[Start of section]

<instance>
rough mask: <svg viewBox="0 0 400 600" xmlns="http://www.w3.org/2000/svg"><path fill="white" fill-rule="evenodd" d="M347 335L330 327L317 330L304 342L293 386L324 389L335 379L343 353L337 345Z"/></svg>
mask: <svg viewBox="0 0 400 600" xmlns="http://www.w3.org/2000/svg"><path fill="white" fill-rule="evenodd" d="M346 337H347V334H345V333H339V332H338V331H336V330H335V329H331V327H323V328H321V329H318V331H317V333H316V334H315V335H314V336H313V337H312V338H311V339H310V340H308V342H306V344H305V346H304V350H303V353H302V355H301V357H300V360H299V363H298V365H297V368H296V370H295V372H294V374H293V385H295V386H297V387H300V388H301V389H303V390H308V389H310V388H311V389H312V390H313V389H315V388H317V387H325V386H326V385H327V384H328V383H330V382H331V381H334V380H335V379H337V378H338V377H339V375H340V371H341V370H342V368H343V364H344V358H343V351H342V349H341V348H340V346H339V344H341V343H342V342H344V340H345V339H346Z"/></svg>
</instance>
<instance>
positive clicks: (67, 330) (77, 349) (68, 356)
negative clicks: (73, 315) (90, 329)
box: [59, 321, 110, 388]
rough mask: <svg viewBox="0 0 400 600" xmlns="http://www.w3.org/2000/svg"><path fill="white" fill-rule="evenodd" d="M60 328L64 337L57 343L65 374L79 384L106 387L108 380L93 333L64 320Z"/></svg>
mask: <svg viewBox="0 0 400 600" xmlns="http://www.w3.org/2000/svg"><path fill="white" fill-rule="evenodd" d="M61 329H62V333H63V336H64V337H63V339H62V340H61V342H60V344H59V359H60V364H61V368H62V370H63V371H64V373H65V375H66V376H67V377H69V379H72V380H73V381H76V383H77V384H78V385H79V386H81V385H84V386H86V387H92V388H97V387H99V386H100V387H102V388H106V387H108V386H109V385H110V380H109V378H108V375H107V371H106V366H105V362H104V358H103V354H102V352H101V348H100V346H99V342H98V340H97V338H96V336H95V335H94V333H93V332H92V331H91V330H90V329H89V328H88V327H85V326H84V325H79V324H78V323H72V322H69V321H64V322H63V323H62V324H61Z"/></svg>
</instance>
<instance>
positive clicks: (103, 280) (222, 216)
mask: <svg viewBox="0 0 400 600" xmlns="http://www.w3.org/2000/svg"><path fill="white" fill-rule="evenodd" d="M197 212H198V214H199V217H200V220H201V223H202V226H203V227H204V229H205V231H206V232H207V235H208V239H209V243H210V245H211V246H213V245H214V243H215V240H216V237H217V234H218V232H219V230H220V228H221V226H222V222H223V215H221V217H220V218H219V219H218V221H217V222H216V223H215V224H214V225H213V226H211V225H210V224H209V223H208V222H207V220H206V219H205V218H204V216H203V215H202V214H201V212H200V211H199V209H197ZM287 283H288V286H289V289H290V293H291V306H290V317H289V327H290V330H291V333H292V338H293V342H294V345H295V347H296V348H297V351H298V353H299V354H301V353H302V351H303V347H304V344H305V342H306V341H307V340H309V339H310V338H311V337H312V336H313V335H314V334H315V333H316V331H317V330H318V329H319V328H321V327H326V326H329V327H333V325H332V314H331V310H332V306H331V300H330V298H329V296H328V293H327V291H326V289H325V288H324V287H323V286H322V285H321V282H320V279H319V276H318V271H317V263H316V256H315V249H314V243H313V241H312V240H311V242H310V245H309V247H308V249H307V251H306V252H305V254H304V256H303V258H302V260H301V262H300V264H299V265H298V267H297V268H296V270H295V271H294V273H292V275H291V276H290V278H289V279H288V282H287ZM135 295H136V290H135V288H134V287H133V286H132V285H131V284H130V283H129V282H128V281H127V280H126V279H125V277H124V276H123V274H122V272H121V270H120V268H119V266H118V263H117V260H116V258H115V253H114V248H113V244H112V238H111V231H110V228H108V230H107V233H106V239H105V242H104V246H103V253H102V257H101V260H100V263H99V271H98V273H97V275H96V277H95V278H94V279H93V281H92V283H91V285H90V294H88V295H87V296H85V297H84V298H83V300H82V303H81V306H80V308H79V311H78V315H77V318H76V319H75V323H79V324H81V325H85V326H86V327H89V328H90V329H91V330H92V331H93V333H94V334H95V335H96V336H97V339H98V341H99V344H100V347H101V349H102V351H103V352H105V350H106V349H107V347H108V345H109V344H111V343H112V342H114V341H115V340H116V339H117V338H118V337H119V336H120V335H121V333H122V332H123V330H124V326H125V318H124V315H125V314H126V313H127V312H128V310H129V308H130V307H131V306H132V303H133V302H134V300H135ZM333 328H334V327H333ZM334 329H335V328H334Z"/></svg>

[End of section]

Problem statement: All of the material should appear again, reproduced word for word.

Task output:
<instance>
rough mask: <svg viewBox="0 0 400 600" xmlns="http://www.w3.org/2000/svg"><path fill="white" fill-rule="evenodd" d="M347 335L330 327L317 330L304 342L293 386L324 389L335 379L343 353L337 345Z"/></svg>
mask: <svg viewBox="0 0 400 600" xmlns="http://www.w3.org/2000/svg"><path fill="white" fill-rule="evenodd" d="M346 337H347V334H345V333H339V332H338V331H336V330H335V329H331V327H323V328H321V329H318V331H317V333H316V334H315V335H314V336H313V337H312V338H311V339H310V340H308V342H306V344H305V346H304V350H303V353H302V355H301V357H300V360H299V363H298V365H297V368H296V370H295V372H294V374H293V385H295V386H297V387H300V388H301V389H303V390H308V389H310V388H311V389H312V390H313V389H315V388H317V387H325V386H326V385H327V384H328V383H330V382H331V381H334V380H335V379H337V378H338V377H339V375H340V371H341V370H342V368H343V364H344V358H343V351H342V349H341V348H340V346H339V344H341V343H342V342H344V340H345V339H346Z"/></svg>
</instance>
<instance>
positive clicks: (67, 330) (77, 349) (68, 356)
negative clicks: (73, 315) (90, 329)
box: [59, 321, 110, 388]
rough mask: <svg viewBox="0 0 400 600" xmlns="http://www.w3.org/2000/svg"><path fill="white" fill-rule="evenodd" d="M60 328L64 337L57 343L65 374L79 384L106 387L108 380L93 333L64 320Z"/></svg>
mask: <svg viewBox="0 0 400 600" xmlns="http://www.w3.org/2000/svg"><path fill="white" fill-rule="evenodd" d="M61 329H62V333H63V336H64V337H63V339H62V340H61V342H60V344H59V359H60V364H61V368H62V370H63V371H64V373H65V375H66V376H67V377H69V379H72V380H73V381H76V383H77V384H78V385H79V386H81V385H84V386H86V387H92V388H97V387H99V386H100V387H102V388H106V387H108V386H109V385H110V380H109V378H108V375H107V371H106V366H105V362H104V358H103V354H102V352H101V348H100V346H99V342H98V340H97V338H96V336H95V335H94V333H93V332H92V331H91V330H90V329H89V328H88V327H85V326H84V325H79V324H78V323H72V322H69V321H64V322H63V323H62V324H61Z"/></svg>
</instance>
<instance>
positive clicks: (103, 280) (222, 216)
mask: <svg viewBox="0 0 400 600" xmlns="http://www.w3.org/2000/svg"><path fill="white" fill-rule="evenodd" d="M197 212H198V214H199V217H200V220H201V223H202V226H203V227H204V229H205V231H206V232H207V235H208V239H209V243H210V245H211V246H213V245H214V243H215V240H216V237H217V234H218V232H219V230H220V228H221V226H222V222H223V215H221V217H220V218H219V219H218V221H217V222H216V223H215V224H214V225H213V226H211V225H210V224H209V223H208V222H207V220H206V219H205V218H204V216H203V215H202V214H201V212H200V211H199V209H197ZM287 283H288V286H289V289H290V293H291V306H290V317H289V327H290V330H291V333H292V338H293V342H294V345H295V347H296V348H297V351H298V353H299V354H301V353H302V351H303V347H304V344H305V342H306V341H307V340H309V339H310V338H311V337H312V336H313V335H314V334H315V333H316V331H317V330H318V329H319V328H321V327H326V326H329V327H333V325H332V314H331V310H332V306H331V300H330V298H329V296H328V293H327V291H326V289H325V288H324V287H323V286H322V285H321V282H320V279H319V276H318V271H317V263H316V256H315V249H314V243H313V241H312V240H311V242H310V245H309V247H308V249H307V251H306V252H305V254H304V256H303V258H302V260H301V262H300V264H299V265H298V267H297V268H296V270H295V271H294V273H292V275H291V276H290V278H289V279H288V282H287ZM135 295H136V290H135V288H134V287H133V286H132V285H131V284H130V283H129V282H128V281H127V280H126V279H125V277H124V276H123V274H122V272H121V270H120V268H119V266H118V263H117V260H116V258H115V253H114V248H113V244H112V238H111V231H110V228H108V230H107V233H106V239H105V242H104V246H103V253H102V257H101V260H100V263H99V271H98V273H97V275H96V277H95V278H94V279H93V281H92V283H91V285H90V294H88V295H87V296H85V297H84V298H83V300H82V303H81V306H80V308H79V311H78V315H77V318H76V319H75V323H79V324H81V325H85V326H86V327H89V328H90V329H91V330H92V331H93V333H94V334H95V335H96V336H97V339H98V341H99V344H100V347H101V349H102V351H103V352H105V350H106V349H107V347H108V345H109V344H111V343H112V342H114V341H115V340H116V339H117V338H118V337H119V336H120V335H121V333H122V332H123V330H124V326H125V318H124V315H125V314H126V313H127V312H128V310H129V308H130V307H131V306H132V303H133V302H134V300H135ZM333 328H334V327H333ZM334 329H335V328H334Z"/></svg>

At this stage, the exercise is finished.